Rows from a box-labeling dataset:
-*-
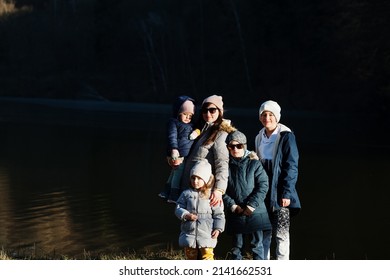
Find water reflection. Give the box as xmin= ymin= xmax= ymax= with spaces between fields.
xmin=0 ymin=107 xmax=390 ymax=259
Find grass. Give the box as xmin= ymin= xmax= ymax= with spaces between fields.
xmin=0 ymin=246 xmax=189 ymax=260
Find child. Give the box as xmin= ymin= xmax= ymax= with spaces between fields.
xmin=159 ymin=95 xmax=199 ymax=203
xmin=223 ymin=130 xmax=272 ymax=260
xmin=175 ymin=160 xmax=225 ymax=260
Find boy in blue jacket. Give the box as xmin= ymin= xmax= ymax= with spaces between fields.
xmin=159 ymin=95 xmax=199 ymax=203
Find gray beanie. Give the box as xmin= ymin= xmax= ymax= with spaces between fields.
xmin=226 ymin=130 xmax=247 ymax=150
xmin=259 ymin=100 xmax=282 ymax=122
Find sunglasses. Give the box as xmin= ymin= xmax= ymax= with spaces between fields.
-*-
◆ **EXERCISE OBJECTIVE**
Put each line of the items above into a JSON list of strings, one string per line, with blank lines and the pictures left out.

◆ **RESPONSE FOR THIS EXERCISE**
[
  "Find water reflection. Give the box as xmin= ymin= xmax= ymax= with spaces between fields.",
  "xmin=0 ymin=107 xmax=390 ymax=259",
  "Find grass. Give the box as xmin= ymin= xmax= ymax= with spaces between fields.",
  "xmin=0 ymin=246 xmax=189 ymax=260",
  "Find child. Give the box as xmin= ymin= xmax= ymax= with spaces between fields.",
  "xmin=159 ymin=95 xmax=199 ymax=203",
  "xmin=223 ymin=130 xmax=272 ymax=260",
  "xmin=175 ymin=160 xmax=225 ymax=260",
  "Find boy in blue jacket. Give the box as xmin= ymin= xmax= ymax= with spaces between fields.",
  "xmin=159 ymin=95 xmax=199 ymax=203",
  "Find gray beanie. Give the box as xmin= ymin= xmax= ymax= with spaces between fields.",
  "xmin=226 ymin=130 xmax=247 ymax=150",
  "xmin=259 ymin=100 xmax=282 ymax=122",
  "Find sunglasses. Give the box as xmin= ymin= xmax= ymax= with spaces between fields."
]